Material proporcionado
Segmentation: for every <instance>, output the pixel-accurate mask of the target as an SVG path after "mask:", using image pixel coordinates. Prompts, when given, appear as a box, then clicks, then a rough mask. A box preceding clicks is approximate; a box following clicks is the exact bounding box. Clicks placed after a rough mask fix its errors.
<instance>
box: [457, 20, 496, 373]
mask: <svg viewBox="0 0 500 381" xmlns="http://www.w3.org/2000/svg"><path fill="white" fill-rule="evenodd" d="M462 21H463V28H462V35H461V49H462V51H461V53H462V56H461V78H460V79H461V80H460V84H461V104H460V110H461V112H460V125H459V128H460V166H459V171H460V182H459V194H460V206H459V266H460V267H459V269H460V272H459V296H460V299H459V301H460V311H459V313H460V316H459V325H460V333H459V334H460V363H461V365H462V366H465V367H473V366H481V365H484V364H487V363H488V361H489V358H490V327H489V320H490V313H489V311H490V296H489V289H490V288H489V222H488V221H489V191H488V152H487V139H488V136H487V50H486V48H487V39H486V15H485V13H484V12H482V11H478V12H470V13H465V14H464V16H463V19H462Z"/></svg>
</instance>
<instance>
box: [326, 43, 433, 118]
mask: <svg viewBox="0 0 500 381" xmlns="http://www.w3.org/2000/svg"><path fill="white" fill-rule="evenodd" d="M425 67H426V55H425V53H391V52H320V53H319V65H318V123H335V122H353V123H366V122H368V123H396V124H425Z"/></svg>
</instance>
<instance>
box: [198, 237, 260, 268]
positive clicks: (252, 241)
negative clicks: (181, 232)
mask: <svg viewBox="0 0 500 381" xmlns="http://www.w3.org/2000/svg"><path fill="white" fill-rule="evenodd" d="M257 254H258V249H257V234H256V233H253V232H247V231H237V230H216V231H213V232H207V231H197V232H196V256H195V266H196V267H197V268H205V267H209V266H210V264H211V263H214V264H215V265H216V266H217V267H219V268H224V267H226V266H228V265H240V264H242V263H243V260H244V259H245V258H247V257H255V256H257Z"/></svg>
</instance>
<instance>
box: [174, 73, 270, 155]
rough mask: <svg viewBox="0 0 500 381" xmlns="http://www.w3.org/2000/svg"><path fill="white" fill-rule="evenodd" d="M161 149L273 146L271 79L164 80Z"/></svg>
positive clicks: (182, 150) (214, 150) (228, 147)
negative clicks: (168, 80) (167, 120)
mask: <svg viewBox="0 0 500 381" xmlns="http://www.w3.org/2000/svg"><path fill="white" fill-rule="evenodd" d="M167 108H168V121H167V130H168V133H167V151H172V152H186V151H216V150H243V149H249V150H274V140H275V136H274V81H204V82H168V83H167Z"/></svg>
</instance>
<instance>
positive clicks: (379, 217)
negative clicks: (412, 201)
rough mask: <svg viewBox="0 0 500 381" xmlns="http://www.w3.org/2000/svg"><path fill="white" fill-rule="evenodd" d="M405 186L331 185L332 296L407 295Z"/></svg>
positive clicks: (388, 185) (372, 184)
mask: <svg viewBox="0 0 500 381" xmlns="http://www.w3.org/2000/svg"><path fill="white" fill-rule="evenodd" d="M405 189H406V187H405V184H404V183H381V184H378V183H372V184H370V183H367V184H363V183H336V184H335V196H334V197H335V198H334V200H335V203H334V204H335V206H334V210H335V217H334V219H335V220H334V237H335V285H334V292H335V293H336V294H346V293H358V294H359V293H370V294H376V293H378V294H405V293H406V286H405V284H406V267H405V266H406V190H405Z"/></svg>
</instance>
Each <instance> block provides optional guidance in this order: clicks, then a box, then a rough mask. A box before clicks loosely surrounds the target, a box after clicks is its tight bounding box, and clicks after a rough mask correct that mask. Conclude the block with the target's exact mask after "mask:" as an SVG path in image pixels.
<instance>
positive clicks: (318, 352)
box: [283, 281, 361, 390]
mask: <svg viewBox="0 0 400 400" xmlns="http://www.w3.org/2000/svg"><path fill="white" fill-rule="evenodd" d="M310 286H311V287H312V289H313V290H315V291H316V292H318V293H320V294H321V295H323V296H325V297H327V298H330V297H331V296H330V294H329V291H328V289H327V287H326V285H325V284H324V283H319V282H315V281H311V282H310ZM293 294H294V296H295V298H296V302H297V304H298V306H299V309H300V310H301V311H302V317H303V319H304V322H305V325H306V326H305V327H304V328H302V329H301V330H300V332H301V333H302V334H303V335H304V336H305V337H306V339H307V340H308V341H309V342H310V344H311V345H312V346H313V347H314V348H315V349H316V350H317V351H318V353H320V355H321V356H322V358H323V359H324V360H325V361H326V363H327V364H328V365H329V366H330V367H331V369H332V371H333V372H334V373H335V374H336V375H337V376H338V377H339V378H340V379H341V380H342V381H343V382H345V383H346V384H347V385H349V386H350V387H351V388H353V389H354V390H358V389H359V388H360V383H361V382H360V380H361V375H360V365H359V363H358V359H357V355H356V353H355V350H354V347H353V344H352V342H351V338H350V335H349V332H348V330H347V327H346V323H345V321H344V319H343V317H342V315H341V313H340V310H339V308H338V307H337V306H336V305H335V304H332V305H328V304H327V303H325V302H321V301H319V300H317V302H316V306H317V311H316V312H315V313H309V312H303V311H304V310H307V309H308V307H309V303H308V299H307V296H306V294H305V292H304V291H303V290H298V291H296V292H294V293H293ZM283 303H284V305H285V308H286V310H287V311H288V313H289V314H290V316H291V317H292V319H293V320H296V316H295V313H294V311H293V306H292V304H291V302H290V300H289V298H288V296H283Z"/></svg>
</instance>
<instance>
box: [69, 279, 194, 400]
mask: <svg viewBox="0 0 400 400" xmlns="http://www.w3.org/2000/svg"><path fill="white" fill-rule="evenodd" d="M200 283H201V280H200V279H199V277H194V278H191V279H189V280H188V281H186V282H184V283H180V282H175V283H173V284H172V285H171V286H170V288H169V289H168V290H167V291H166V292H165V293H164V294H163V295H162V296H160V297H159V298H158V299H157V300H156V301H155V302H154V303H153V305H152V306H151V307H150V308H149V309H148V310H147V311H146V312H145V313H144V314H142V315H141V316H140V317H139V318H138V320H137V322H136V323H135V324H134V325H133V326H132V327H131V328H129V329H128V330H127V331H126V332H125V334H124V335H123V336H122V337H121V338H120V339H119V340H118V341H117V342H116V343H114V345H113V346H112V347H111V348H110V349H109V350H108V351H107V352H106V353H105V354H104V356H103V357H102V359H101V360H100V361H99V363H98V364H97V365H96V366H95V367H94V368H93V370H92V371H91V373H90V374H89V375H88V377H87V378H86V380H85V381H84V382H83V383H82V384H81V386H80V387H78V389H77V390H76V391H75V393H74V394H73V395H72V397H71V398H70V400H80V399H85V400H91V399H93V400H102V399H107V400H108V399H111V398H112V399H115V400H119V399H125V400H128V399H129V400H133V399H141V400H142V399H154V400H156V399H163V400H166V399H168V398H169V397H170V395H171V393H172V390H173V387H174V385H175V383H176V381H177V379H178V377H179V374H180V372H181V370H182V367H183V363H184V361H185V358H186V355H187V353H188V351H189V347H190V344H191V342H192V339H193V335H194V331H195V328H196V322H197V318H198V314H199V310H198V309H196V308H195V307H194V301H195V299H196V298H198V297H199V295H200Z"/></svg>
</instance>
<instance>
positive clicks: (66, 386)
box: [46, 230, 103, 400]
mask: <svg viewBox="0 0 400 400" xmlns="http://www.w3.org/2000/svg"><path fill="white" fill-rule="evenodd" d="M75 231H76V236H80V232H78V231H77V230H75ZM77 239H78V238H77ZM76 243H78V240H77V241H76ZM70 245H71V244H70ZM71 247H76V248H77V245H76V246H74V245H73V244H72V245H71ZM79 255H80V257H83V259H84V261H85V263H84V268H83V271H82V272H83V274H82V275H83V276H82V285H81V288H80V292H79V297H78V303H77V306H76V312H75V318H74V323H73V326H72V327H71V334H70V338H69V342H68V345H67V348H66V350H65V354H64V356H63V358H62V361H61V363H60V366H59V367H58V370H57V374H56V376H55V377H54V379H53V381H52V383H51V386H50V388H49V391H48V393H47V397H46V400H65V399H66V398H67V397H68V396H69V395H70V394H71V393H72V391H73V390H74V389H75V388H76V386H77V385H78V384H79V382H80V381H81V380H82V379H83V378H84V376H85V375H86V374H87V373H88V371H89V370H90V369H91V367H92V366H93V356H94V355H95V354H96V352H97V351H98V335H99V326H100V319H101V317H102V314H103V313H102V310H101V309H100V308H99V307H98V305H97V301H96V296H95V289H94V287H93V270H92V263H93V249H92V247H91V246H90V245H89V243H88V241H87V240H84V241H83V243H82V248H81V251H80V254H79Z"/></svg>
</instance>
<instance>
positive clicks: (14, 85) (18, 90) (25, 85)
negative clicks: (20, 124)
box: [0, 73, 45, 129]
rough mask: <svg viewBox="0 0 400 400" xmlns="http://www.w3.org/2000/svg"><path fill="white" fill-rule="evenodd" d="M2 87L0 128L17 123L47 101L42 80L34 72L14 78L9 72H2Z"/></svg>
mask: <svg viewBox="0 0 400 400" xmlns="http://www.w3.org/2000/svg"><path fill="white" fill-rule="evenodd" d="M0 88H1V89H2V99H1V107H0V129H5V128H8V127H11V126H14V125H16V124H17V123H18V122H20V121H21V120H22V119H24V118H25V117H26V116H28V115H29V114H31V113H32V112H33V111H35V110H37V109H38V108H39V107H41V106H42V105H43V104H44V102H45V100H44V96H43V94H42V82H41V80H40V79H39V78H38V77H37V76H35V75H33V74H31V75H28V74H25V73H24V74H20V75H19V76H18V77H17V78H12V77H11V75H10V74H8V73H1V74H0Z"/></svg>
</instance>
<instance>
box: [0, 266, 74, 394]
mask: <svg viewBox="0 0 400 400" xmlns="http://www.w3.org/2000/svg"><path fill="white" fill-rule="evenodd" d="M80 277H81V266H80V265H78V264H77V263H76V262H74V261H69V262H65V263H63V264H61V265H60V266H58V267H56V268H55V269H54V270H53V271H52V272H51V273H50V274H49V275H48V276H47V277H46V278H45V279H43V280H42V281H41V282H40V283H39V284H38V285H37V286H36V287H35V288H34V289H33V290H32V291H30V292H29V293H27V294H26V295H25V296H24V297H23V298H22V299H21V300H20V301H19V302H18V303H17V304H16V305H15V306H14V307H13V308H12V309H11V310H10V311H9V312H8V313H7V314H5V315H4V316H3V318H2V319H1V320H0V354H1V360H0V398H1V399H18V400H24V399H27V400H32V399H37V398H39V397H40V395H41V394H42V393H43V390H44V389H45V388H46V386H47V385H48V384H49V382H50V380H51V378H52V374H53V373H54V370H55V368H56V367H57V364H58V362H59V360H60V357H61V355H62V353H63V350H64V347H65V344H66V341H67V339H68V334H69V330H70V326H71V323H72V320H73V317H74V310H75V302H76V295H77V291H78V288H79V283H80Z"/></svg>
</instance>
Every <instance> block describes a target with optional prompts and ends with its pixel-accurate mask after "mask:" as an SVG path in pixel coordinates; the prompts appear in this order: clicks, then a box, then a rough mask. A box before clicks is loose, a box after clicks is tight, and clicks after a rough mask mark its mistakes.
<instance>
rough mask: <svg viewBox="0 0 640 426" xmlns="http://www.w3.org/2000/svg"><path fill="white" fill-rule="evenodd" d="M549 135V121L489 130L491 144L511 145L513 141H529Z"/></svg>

Tarea escrita
Por favor, actualiza el material desde su comienzo hasta la línea con "positive clicks: (182, 150)", ambas incluidas: reemplaza "positive clicks" por "foreground clicks" y deja todo lo demás igual. Entrega solo esas líneas.

Resultado del ejercicio
Segmentation: for every <instance>, output the pixel-accurate mask of the target as an SVG path after "mask:", using image pixel coordinates. Prompts, when given, appear as a box, then clicks, then a rough mask. A box preceding clicks is approximate; a box following clicks is the exact bounding box. Clicks placed after a rough mask fix its errors.
<instance>
box: [457, 20, 496, 373]
mask: <svg viewBox="0 0 500 381" xmlns="http://www.w3.org/2000/svg"><path fill="white" fill-rule="evenodd" d="M462 21H463V28H462V35H461V49H462V51H461V53H462V56H461V78H460V79H461V80H460V84H461V104H460V110H461V112H460V125H459V128H460V166H459V171H460V182H459V194H460V206H459V266H460V267H459V269H460V272H459V296H460V299H459V301H460V311H459V313H460V316H459V325H460V333H459V334H460V363H461V365H462V366H465V367H473V366H481V365H484V364H487V363H488V361H489V358H490V327H489V320H490V313H489V311H490V296H489V289H490V288H489V222H488V221H489V191H488V152H487V139H488V136H487V50H486V48H487V39H486V15H485V13H484V12H482V11H478V12H470V13H465V14H464V16H463V19H462Z"/></svg>
</instance>
<instance>
box: [326, 43, 433, 118]
mask: <svg viewBox="0 0 500 381" xmlns="http://www.w3.org/2000/svg"><path fill="white" fill-rule="evenodd" d="M425 67H426V55H425V53H391V52H320V53H319V65H318V123H335V122H353V123H366V122H368V123H396V124H425Z"/></svg>
</instance>
<instance>
box: [198, 237, 260, 268]
foreground clicks: (252, 241)
negative clicks: (181, 232)
mask: <svg viewBox="0 0 500 381" xmlns="http://www.w3.org/2000/svg"><path fill="white" fill-rule="evenodd" d="M257 254H258V249H257V234H256V233H253V232H247V231H237V230H216V231H213V232H207V231H197V232H196V256H195V266H196V267H197V268H205V267H209V266H210V264H211V263H214V264H215V265H216V266H217V267H219V268H224V267H226V266H228V265H240V264H242V263H243V260H244V259H245V258H247V257H255V256H257Z"/></svg>
</instance>
<instance>
box: [174, 73, 270, 155]
rough mask: <svg viewBox="0 0 500 381" xmlns="http://www.w3.org/2000/svg"><path fill="white" fill-rule="evenodd" d="M161 149L273 146L271 79L164 80Z"/></svg>
foreground clicks: (182, 150) (214, 150) (228, 147)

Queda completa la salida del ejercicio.